→ Aufgabe A: Schreibe den Auszug von „Nach elf Uhr“ bis einschließlich „endlich die ver...“ neu und setze dabei „Pferdewagen“ an die Stelle von „Leiterwagen“.
→ Aufgabe B: Nenne alle Orte, die der Auszug mit ihrem Namen erwähnt. Von Ortsnamen abgeleitete Adjektive zählen nicht.

→ Ausgewählter Auszug:
---*---

Der Morgen sah mich auf dem Wege von Rastenburg nach Drengfurt. Das wundervolle
Septemberwetter und die über die ganze Natur ausgebreitete friedliche
Ruhe läßt mich ganz vergessen, daß ich einem Schlachtfelde
zueile, das nur einige wenige Kilometer von mir entfernt liegt. Kurz vor
dem anmutigen Flecken Salzbach werde ich daran erinnert, daß mein
Weg mich zur Stätte des Ringens und Todes führt: in Staubwolken
gehüllt, zieht ein Trupp russischer Gefangener vor mir vorüber.
"Von welcher Division?" rufe ich in Russisch den laut- und teilnahmslos
Einhergehenden zu - und sofort kommt ein strammer Zug in die regellose
Soldatenmengen; die Gefangenen "fressen die Obrigkeit mit den Augen",
wie das russische Reglement es so schön verlangt, und ohne Nachklappen
erhalte ich zur Antwort: "Der sechsundzwanzigsten, Euer Hochwohlgeboren".
Also aus dem zweiten (Grodnower) Armeekorps, dessen Kommandeur, der alte
draufgängerische General Scheidemann, "Königsberg beiseite
lassen wollte, um desto eher nach Berlin zu gelangen". Sein Wunsch
wird vielleicht auch in Erfüllung gehen: er wird am Ende nach Berlin
gelangen, nur nicht gerade als Sieger an der Spitze seines Korps.
Nach elf Uhr nähere ich mich gerade dem reizend an einem See gelegenen
Städtchen Mühlbach - da hör´ ich deutlichen Geschützdonner
und gleichzeitig sehe ich Rauchwolken den Himmel im Nordosten umhüllen.
Immer und immer wieder jagen Munitions-Kolonnen an mir gegen Drengfurt
vorbei, Leiterwagen mit Leichtverwundeten kommen mir entgegen. "Gerdauen
gehört uns!"... "Unsere Artillerie hat endlich die ver...
Russen gepackt!" "Wir haben sie aus Nordenburg hinausgejagt!".
So rufen mir durcheinander die braven Jungen zu, die ihre blutbefleckten
Verbände ganz vergessen zu haben scheinen.

---*---

→ Bereitgestellte Daten:
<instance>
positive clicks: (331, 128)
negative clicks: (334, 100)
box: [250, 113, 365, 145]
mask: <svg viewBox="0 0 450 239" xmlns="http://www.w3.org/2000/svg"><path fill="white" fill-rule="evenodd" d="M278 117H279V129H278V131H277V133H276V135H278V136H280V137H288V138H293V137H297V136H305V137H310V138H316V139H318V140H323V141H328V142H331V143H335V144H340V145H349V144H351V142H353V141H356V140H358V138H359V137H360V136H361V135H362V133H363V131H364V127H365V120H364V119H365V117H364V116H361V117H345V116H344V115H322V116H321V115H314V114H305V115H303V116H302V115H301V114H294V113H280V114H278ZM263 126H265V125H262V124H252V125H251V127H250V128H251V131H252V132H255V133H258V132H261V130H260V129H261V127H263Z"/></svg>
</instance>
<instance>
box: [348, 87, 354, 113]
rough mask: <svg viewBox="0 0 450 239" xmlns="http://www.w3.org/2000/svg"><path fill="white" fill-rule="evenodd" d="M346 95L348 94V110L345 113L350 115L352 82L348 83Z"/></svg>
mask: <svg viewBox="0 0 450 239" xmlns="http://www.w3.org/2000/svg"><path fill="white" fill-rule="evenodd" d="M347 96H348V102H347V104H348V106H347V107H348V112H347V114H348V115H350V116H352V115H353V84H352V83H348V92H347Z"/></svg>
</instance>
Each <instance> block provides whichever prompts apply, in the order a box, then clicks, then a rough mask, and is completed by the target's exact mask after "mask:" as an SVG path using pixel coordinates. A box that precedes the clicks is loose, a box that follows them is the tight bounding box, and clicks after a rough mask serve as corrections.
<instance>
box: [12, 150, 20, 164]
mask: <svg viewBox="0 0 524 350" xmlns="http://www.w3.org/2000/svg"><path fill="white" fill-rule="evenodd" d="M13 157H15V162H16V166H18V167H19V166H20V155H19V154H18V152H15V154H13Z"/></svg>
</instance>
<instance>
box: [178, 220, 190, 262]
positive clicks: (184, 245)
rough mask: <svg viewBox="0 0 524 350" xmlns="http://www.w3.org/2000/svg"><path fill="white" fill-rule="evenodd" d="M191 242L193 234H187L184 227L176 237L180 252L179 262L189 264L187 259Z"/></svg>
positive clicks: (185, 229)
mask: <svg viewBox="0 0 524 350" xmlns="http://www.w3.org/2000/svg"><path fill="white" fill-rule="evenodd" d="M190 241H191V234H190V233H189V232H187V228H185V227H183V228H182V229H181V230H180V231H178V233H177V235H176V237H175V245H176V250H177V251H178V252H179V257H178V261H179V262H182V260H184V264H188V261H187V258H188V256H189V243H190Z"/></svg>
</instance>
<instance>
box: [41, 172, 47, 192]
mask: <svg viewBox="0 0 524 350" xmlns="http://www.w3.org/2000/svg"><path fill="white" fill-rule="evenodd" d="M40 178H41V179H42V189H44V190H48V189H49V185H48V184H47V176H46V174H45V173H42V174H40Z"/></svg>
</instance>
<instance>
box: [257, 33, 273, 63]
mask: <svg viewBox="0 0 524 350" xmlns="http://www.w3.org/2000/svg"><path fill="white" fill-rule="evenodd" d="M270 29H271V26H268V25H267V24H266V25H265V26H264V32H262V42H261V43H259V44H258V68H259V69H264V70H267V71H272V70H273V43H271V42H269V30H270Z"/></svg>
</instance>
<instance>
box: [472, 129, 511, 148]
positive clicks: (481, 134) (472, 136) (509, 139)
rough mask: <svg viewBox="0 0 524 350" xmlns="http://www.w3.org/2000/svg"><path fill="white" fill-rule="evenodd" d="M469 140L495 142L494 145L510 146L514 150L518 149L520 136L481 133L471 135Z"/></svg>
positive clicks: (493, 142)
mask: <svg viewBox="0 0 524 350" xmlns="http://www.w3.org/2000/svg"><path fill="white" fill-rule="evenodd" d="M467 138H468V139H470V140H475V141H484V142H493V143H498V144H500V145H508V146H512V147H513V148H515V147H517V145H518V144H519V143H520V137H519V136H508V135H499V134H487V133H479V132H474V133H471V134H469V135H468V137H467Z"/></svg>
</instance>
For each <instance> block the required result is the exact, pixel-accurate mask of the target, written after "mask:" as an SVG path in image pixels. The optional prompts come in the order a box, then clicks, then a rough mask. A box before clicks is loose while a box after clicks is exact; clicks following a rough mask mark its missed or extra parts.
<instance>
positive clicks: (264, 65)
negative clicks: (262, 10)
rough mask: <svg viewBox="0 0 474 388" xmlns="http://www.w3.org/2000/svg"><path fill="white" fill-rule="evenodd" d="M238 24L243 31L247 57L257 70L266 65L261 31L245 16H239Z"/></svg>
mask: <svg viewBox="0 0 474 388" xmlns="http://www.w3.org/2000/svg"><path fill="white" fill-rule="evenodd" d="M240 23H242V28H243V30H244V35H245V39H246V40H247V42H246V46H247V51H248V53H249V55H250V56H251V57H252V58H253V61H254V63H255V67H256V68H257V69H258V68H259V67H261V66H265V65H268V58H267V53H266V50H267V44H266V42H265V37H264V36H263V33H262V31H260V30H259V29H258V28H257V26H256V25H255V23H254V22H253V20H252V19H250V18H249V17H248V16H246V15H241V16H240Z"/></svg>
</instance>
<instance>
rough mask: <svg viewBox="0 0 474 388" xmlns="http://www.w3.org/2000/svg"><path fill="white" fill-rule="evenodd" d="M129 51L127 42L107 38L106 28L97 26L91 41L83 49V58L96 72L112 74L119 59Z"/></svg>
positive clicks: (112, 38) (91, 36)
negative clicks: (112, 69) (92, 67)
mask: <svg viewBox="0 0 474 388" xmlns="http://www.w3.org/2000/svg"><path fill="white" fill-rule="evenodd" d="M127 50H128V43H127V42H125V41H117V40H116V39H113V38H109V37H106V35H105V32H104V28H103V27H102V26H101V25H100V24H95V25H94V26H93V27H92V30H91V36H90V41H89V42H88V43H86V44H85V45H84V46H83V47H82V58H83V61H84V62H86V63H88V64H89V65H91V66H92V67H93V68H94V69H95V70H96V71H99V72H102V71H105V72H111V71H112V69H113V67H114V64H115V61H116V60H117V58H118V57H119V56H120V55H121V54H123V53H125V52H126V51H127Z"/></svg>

---*---

→ Lösung A:
Nach elf Uhr nähere ich mich gerade dem reizend an einem See gelegenen
Städtchen Mühlbach - da hör´ ich deutlichen Geschützdonner
und gleichzeitig sehe ich Rauchwolken den Himmel im Nordosten umhüllen.
Immer und immer wieder jagen Munitions-Kolonnen an mir gegen Drengfurt
vorbei, Pferdewagen mit Leichtverwundeten kommen mir entgegen. "Gerdauen
gehört uns!"... "Unsere Artillerie hat endlich die ver...

→ Lösung B: Rastenburg, Drengfurt, Salzbach, Königsberg, Berlin, Mühlbach, Gerdauen, Nordenburg